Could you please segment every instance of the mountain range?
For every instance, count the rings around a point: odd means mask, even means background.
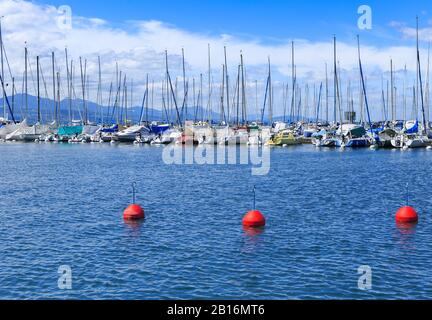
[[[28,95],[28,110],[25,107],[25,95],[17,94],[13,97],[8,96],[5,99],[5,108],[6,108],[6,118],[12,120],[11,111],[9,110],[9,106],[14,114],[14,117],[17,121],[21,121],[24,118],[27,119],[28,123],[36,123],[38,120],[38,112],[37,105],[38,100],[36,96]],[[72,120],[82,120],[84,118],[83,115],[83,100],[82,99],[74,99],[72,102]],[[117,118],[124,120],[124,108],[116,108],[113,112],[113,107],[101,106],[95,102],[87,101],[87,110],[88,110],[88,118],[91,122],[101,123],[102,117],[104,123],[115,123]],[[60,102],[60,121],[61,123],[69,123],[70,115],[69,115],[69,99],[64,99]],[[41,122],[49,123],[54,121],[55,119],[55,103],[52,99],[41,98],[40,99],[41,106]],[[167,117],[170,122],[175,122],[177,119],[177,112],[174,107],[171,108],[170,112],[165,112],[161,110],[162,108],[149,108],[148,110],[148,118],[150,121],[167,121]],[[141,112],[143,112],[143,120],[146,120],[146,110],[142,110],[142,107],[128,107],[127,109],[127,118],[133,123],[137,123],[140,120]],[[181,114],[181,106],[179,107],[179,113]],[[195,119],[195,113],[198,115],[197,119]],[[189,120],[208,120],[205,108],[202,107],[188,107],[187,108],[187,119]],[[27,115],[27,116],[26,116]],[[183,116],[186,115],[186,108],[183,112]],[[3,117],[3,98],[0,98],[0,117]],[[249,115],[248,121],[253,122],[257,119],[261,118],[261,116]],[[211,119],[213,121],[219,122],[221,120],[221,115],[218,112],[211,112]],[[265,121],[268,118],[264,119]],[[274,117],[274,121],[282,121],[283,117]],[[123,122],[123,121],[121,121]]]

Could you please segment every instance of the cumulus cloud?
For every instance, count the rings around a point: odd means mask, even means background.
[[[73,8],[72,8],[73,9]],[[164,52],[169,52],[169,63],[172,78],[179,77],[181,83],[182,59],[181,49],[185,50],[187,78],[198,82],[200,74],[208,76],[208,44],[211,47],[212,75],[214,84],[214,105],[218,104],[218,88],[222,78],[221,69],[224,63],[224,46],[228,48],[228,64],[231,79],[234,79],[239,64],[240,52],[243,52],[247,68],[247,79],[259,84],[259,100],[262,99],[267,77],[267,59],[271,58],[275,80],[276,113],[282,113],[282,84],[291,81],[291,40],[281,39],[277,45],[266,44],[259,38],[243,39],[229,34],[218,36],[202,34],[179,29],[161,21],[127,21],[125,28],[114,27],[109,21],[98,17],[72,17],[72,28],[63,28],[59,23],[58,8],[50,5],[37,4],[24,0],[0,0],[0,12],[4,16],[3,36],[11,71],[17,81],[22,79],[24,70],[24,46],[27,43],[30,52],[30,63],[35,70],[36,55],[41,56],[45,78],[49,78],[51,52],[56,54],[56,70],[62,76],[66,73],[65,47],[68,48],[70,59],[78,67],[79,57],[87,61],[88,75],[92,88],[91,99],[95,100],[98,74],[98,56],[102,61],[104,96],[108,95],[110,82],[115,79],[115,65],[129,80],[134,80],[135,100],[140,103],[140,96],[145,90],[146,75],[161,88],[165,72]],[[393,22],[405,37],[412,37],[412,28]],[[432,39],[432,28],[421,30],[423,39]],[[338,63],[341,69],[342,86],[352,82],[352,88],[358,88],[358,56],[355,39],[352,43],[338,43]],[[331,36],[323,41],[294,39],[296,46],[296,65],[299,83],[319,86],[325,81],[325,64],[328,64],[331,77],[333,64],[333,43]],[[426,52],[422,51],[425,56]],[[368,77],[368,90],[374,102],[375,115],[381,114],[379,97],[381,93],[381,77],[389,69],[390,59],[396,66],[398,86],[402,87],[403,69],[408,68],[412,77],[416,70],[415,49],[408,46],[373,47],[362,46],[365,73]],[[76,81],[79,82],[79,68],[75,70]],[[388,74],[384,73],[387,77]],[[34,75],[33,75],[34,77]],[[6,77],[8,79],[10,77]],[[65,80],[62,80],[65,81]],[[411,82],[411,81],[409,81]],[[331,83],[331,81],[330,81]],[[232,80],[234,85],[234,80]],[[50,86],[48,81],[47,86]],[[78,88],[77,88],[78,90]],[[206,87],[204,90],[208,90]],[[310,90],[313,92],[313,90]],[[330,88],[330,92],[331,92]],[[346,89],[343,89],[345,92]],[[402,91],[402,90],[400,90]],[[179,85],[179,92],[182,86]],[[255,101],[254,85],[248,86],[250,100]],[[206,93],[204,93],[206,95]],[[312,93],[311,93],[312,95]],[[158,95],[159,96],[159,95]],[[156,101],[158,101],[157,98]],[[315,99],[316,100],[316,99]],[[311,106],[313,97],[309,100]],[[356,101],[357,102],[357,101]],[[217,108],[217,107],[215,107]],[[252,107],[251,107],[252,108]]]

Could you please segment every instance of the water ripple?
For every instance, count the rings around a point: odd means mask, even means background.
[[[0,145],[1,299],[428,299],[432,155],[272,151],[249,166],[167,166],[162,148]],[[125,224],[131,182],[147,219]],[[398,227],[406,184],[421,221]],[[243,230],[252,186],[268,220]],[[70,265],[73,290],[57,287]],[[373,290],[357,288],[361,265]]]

================

What the task asks
An exact copy of every entry, without pictures, should be your output.

Response to the task
Could you please segment every instance of the mountain range?
For every instance, count the rings around a point: odd means mask, even means background.
[[[28,95],[28,110],[25,107],[25,95],[17,94],[13,97],[8,96],[5,99],[5,108],[6,108],[6,118],[12,120],[11,111],[9,110],[9,106],[14,114],[14,117],[17,121],[21,121],[24,118],[27,119],[28,123],[36,123],[38,120],[38,112],[37,105],[38,100],[36,96]],[[72,120],[82,120],[84,118],[83,115],[83,100],[82,99],[74,99],[72,102]],[[117,118],[124,120],[124,108],[116,108],[113,112],[113,107],[101,106],[95,102],[87,101],[87,110],[88,110],[88,118],[91,122],[101,123],[102,117],[104,123],[115,123]],[[60,102],[60,121],[61,123],[69,123],[70,115],[69,115],[69,99],[64,99]],[[41,122],[49,123],[54,121],[55,119],[55,103],[52,99],[41,98],[40,99],[41,106]],[[167,117],[170,122],[175,122],[177,119],[177,112],[174,107],[171,108],[170,112],[165,112],[161,110],[162,108],[149,108],[148,110],[148,118],[150,121],[167,121]],[[141,112],[143,112],[143,120],[146,120],[146,110],[142,110],[142,107],[128,107],[127,109],[127,118],[133,123],[137,123],[140,120]],[[181,114],[181,106],[179,107],[179,113]],[[195,119],[195,113],[198,115],[197,119]],[[189,120],[208,120],[205,108],[202,107],[188,107],[187,108],[187,119]],[[27,115],[27,116],[26,116]],[[183,116],[186,115],[186,108],[183,112]],[[3,117],[3,98],[0,98],[0,117]],[[249,115],[248,121],[253,122],[257,119],[261,118],[261,116]],[[211,119],[213,121],[219,122],[221,120],[221,115],[218,112],[211,112]],[[265,121],[268,118],[264,119]],[[274,117],[274,121],[282,121],[283,117]],[[123,122],[123,121],[121,121]]]

Could you please segment every instance of the cumulus cloud?
For every instance, count the rings around a point: odd means mask, even means background.
[[[73,8],[72,8],[73,9]],[[164,52],[169,52],[169,63],[172,78],[179,77],[181,83],[182,59],[181,49],[185,50],[187,78],[198,82],[200,74],[208,76],[208,44],[211,47],[212,75],[214,84],[214,105],[218,104],[218,88],[222,78],[221,69],[224,63],[224,46],[228,48],[228,64],[231,79],[234,79],[239,64],[240,52],[243,52],[247,68],[247,79],[259,84],[259,100],[262,99],[267,77],[267,59],[271,58],[275,80],[276,113],[282,113],[282,84],[291,81],[291,40],[281,39],[277,45],[266,44],[259,38],[243,39],[229,34],[218,36],[202,34],[179,29],[161,21],[127,21],[125,28],[114,27],[109,21],[98,17],[72,17],[72,28],[63,28],[59,23],[58,8],[50,5],[37,4],[24,0],[0,0],[0,12],[4,16],[3,36],[11,71],[17,81],[22,79],[24,70],[24,46],[27,43],[30,52],[30,63],[35,70],[36,55],[41,56],[45,78],[49,78],[51,52],[56,54],[56,70],[62,76],[66,73],[65,47],[68,48],[70,59],[78,67],[79,57],[87,61],[88,75],[92,88],[91,99],[95,100],[98,74],[98,56],[102,61],[104,96],[108,95],[110,82],[115,79],[115,65],[129,80],[134,80],[135,100],[140,103],[140,96],[145,90],[146,75],[161,88],[165,72]],[[393,22],[405,37],[412,37],[412,28]],[[432,39],[432,28],[421,30],[423,39]],[[338,63],[341,69],[342,86],[352,82],[352,88],[358,88],[358,56],[355,39],[352,43],[338,43]],[[331,36],[323,41],[294,39],[296,46],[296,65],[299,83],[319,86],[325,81],[325,64],[328,64],[331,77],[333,64],[333,43]],[[426,52],[422,51],[425,56]],[[368,77],[368,90],[374,102],[375,115],[381,114],[379,97],[381,93],[381,77],[389,69],[390,59],[396,66],[398,86],[402,87],[403,69],[408,68],[412,77],[416,70],[415,49],[408,46],[373,47],[362,46],[365,73]],[[76,81],[79,82],[79,68],[75,70]],[[388,74],[384,73],[387,77]],[[34,75],[33,75],[34,77]],[[6,77],[8,79],[10,77]],[[65,80],[62,80],[65,81]],[[411,82],[411,81],[409,81]],[[331,83],[331,81],[330,81]],[[232,80],[234,85],[234,80]],[[50,86],[48,81],[47,86]],[[78,88],[77,88],[78,90]],[[206,87],[204,90],[208,90]],[[310,90],[313,92],[313,90]],[[330,88],[330,92],[331,92]],[[346,89],[343,89],[345,92]],[[402,91],[402,90],[400,90]],[[179,85],[179,92],[182,86]],[[255,101],[254,85],[248,86],[250,100]],[[206,93],[204,93],[206,95]],[[312,93],[311,93],[312,95]],[[158,95],[159,96],[159,95]],[[156,101],[158,101],[157,98]],[[315,99],[316,100],[316,99]],[[311,106],[313,97],[309,100]],[[356,101],[357,102],[357,101]],[[217,108],[217,107],[215,107]],[[252,107],[251,107],[252,108]]]

Could you please segment every instance of the water ripple?
For every instance, count the rings around a point: odd means mask, even means background.
[[[0,145],[1,299],[428,299],[432,155],[272,151],[249,166],[167,166],[162,148]],[[125,224],[131,182],[147,219]],[[398,227],[406,184],[421,221]],[[243,230],[252,186],[268,220]],[[70,265],[73,290],[57,287]],[[373,290],[357,288],[361,265]]]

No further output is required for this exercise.